- **Exercise**:
Give back exactly the lines running from the line with "Expected: one point per instance of the concrete" to the end of the entries, and only those lines.

— start Excerpted records —

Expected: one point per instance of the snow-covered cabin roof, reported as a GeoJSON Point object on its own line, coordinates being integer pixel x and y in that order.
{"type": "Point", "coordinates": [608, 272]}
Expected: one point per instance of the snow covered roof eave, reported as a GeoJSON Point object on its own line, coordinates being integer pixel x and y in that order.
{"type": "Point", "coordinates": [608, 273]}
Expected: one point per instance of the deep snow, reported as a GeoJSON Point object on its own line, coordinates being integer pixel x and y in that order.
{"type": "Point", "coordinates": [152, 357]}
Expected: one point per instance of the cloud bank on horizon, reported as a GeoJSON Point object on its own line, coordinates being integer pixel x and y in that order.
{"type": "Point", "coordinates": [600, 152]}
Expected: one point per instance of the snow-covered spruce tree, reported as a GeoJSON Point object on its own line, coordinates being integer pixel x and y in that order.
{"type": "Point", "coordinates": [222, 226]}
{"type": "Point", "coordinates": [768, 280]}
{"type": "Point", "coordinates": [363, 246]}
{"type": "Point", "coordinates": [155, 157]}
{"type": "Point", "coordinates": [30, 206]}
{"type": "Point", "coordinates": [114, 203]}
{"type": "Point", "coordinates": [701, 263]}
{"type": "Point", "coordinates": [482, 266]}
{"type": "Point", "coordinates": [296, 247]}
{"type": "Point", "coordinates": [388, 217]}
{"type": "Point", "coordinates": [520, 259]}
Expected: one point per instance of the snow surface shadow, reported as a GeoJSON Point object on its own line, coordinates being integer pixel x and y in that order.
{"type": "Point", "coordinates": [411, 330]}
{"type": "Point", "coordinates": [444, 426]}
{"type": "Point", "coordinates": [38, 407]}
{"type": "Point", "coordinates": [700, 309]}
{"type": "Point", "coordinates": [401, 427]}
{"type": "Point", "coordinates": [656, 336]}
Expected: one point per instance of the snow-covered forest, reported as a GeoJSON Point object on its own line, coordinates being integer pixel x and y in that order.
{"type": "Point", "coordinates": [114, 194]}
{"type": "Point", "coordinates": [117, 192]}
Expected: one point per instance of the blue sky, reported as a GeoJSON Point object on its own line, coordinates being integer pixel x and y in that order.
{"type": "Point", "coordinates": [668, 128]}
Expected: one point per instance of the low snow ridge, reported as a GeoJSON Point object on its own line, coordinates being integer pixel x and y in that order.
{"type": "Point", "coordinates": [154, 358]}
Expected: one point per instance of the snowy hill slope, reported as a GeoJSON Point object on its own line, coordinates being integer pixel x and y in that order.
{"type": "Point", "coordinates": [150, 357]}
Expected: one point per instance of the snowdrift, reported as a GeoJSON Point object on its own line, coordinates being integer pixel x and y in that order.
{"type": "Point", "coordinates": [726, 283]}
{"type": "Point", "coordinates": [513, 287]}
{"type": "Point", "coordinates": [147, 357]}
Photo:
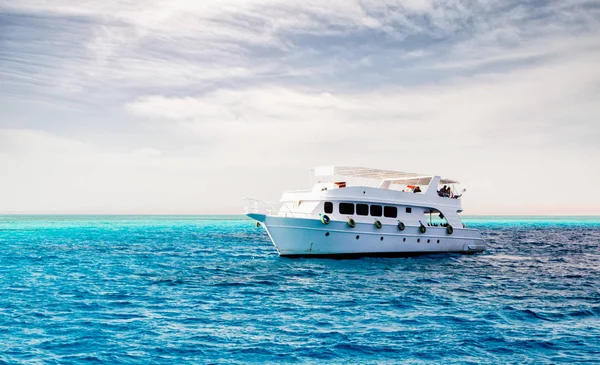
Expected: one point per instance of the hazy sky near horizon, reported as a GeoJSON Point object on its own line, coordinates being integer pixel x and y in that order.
{"type": "Point", "coordinates": [186, 106]}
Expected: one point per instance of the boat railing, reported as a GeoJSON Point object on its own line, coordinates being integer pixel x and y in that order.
{"type": "Point", "coordinates": [254, 206]}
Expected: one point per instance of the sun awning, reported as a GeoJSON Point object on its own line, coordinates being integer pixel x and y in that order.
{"type": "Point", "coordinates": [395, 177]}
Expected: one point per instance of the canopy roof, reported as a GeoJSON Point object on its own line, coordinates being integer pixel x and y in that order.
{"type": "Point", "coordinates": [395, 177]}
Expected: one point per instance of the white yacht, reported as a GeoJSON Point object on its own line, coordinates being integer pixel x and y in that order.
{"type": "Point", "coordinates": [357, 211]}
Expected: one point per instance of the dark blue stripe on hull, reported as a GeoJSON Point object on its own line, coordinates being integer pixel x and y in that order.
{"type": "Point", "coordinates": [371, 254]}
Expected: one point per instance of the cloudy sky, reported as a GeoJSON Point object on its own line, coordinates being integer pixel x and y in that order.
{"type": "Point", "coordinates": [185, 106]}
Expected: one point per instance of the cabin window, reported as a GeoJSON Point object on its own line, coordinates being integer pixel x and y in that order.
{"type": "Point", "coordinates": [346, 208]}
{"type": "Point", "coordinates": [362, 209]}
{"type": "Point", "coordinates": [376, 210]}
{"type": "Point", "coordinates": [390, 212]}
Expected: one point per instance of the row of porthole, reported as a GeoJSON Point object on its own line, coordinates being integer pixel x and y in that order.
{"type": "Point", "coordinates": [381, 238]}
{"type": "Point", "coordinates": [351, 223]}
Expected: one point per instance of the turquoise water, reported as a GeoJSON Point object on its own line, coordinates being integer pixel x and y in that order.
{"type": "Point", "coordinates": [196, 289]}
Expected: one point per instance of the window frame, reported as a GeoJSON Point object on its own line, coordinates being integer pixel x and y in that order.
{"type": "Point", "coordinates": [362, 205]}
{"type": "Point", "coordinates": [346, 205]}
{"type": "Point", "coordinates": [394, 209]}
{"type": "Point", "coordinates": [380, 210]}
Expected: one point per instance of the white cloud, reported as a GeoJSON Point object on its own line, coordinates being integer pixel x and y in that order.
{"type": "Point", "coordinates": [489, 92]}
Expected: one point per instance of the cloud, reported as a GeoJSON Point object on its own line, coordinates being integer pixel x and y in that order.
{"type": "Point", "coordinates": [111, 105]}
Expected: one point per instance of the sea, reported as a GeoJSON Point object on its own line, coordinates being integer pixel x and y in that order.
{"type": "Point", "coordinates": [212, 290]}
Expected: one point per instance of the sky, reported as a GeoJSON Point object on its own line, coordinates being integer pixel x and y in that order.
{"type": "Point", "coordinates": [185, 107]}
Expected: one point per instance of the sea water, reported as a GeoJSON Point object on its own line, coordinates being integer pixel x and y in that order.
{"type": "Point", "coordinates": [199, 289]}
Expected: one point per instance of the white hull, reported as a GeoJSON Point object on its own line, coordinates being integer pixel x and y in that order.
{"type": "Point", "coordinates": [310, 237]}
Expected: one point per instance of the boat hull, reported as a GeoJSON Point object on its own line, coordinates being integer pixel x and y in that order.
{"type": "Point", "coordinates": [299, 237]}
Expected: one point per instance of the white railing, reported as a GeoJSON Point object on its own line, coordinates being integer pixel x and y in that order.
{"type": "Point", "coordinates": [254, 206]}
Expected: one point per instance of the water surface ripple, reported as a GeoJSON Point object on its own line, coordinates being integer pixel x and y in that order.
{"type": "Point", "coordinates": [213, 290]}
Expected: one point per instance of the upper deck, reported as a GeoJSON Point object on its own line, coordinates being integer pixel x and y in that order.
{"type": "Point", "coordinates": [413, 193]}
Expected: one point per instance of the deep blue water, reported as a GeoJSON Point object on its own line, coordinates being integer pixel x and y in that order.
{"type": "Point", "coordinates": [213, 290]}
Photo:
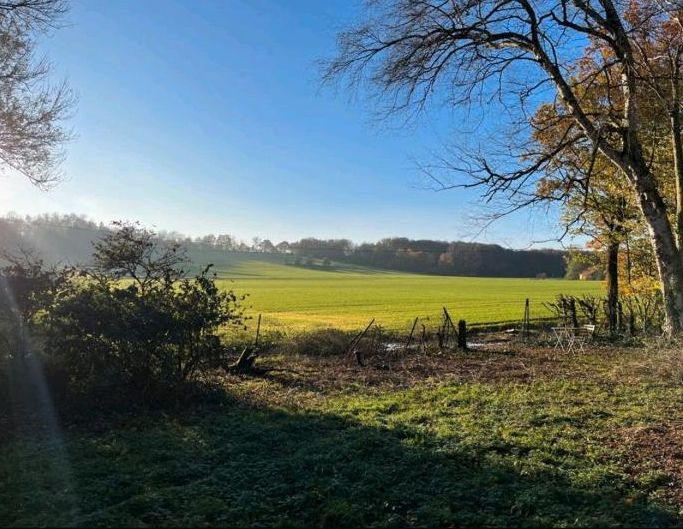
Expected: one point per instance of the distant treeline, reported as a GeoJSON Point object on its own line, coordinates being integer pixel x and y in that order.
{"type": "Point", "coordinates": [68, 239]}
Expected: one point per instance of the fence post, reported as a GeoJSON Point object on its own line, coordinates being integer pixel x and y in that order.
{"type": "Point", "coordinates": [462, 335]}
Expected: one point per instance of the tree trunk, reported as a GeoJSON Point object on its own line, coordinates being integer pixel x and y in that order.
{"type": "Point", "coordinates": [677, 144]}
{"type": "Point", "coordinates": [613, 287]}
{"type": "Point", "coordinates": [669, 263]}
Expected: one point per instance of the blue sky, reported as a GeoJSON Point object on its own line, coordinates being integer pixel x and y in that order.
{"type": "Point", "coordinates": [208, 116]}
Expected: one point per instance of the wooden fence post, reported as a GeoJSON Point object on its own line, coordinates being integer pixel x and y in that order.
{"type": "Point", "coordinates": [462, 335]}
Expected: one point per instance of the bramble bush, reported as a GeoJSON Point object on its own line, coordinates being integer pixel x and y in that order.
{"type": "Point", "coordinates": [133, 324]}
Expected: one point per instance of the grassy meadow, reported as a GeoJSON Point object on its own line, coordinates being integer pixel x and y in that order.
{"type": "Point", "coordinates": [504, 439]}
{"type": "Point", "coordinates": [347, 296]}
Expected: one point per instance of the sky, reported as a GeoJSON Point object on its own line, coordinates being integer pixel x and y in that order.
{"type": "Point", "coordinates": [209, 117]}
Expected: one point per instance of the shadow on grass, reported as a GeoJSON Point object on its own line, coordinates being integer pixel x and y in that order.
{"type": "Point", "coordinates": [243, 466]}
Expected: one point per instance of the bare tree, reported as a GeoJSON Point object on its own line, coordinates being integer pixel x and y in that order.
{"type": "Point", "coordinates": [32, 111]}
{"type": "Point", "coordinates": [522, 53]}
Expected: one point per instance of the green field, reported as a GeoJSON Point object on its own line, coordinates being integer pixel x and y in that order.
{"type": "Point", "coordinates": [347, 297]}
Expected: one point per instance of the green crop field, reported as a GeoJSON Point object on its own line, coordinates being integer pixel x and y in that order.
{"type": "Point", "coordinates": [347, 297]}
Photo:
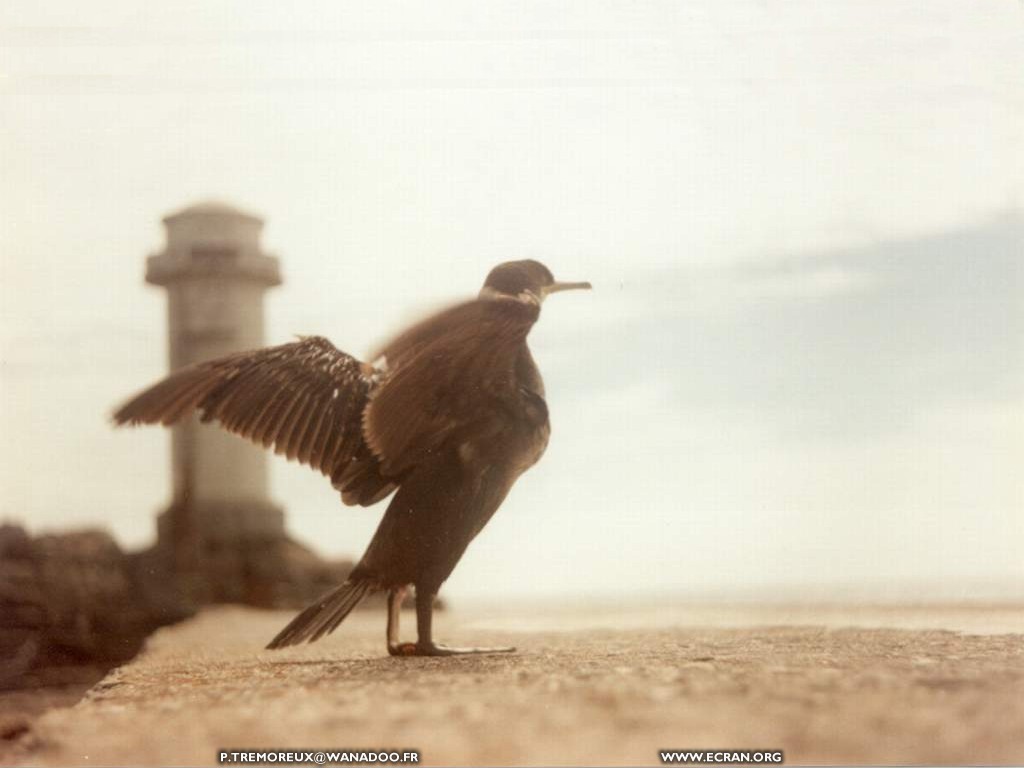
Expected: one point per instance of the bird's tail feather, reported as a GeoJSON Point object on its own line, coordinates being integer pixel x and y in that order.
{"type": "Point", "coordinates": [324, 615]}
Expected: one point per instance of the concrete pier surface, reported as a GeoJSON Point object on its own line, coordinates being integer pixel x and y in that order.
{"type": "Point", "coordinates": [588, 686]}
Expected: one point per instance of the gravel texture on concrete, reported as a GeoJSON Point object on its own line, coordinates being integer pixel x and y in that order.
{"type": "Point", "coordinates": [827, 685]}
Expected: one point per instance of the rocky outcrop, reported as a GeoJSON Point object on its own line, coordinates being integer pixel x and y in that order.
{"type": "Point", "coordinates": [74, 603]}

— end Excerpted records —

- **Task solution**:
Expected: one point per instance of the concrete pier surface, reported as a GeoJSON Point object on its own line, coordinates being integer pixel x and y in that order.
{"type": "Point", "coordinates": [588, 686]}
Expected: one point per instance of the gravel texture on concrete, reported as a GeoJSON Point object on its own line, coordinates being integer pixel x and y in that order.
{"type": "Point", "coordinates": [827, 685]}
Expected: one point per instance of the rocky outcrop, reported as a GeoJSON Point object on its own line, coordinates being integer pixel x and y in that order.
{"type": "Point", "coordinates": [74, 603]}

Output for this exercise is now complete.